### EXERCISE DIRECTIONS
Copy the rows below word for word, leaving out the pictures.

### Excerpts from a dataset on pointing at objects
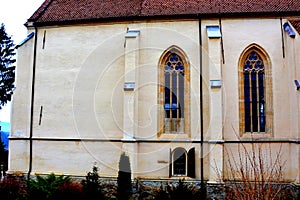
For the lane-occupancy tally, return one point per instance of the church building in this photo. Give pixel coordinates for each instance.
(181, 86)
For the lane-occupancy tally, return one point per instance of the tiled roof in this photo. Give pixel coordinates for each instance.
(295, 23)
(57, 11)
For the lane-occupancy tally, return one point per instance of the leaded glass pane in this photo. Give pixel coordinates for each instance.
(174, 91)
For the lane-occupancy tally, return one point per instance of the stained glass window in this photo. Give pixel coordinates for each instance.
(174, 93)
(254, 93)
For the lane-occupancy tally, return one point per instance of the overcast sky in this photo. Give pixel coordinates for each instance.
(14, 13)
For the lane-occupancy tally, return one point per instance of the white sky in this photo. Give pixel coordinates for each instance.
(14, 13)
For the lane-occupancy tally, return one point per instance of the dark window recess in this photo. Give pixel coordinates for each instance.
(182, 163)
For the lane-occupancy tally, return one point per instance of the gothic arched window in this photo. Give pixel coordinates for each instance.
(255, 92)
(173, 92)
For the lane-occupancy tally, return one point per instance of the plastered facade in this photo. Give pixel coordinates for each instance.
(83, 116)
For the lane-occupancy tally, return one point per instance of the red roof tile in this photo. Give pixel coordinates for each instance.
(56, 11)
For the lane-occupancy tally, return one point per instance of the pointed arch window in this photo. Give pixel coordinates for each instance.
(173, 92)
(255, 93)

### ANSWER TO THIS EXERCISE
For the lane-occupancy tally, return one point per instance of the church building in this photo. Give pixel coordinates for each instance.
(181, 86)
For the lane-occupancy tally, return one point per instance of the tiled roof in this photo. Give pixel coordinates for each instance.
(295, 23)
(57, 11)
For the lane-occupancy tally, return one point per instance of the leaded glass pane in this photo. Give pixel coordinates for each instance.
(174, 91)
For the lane-occupancy tally, return one point per instance of the stained glass window in this photo. Give pixel coordinates for each instance.
(174, 93)
(254, 93)
For the lane-occupancy tally, return one point per instance of the overcast sky in this photo. Give pixel coordinates for each instance.
(14, 13)
For the lane-occupancy tally, return one point per instance of the white sky in this photo. Give pixel coordinates for each instance.
(14, 13)
For the lane-occupancy tally, return one point per instance of the dark window recess in this photo. Give pixel coordinates for each instance.
(182, 163)
For the lane-occupancy tally, return one point per instance of the gothic arched window in this photo. Give pixel coordinates for each instance.
(255, 92)
(173, 92)
For the lane-occupancy tally, return one point per instance of the plastered facade in this photo. Give pixel coordinates for each instance.
(83, 116)
For the lane-occupancy tally, return one point per instance of the red roof tile in this photo. Give pixel coordinates for each instance.
(56, 11)
For the lane-occupancy tally, return one point per instance of the pointed arch window in this photo. Give pixel coordinates for each instance.
(173, 92)
(255, 93)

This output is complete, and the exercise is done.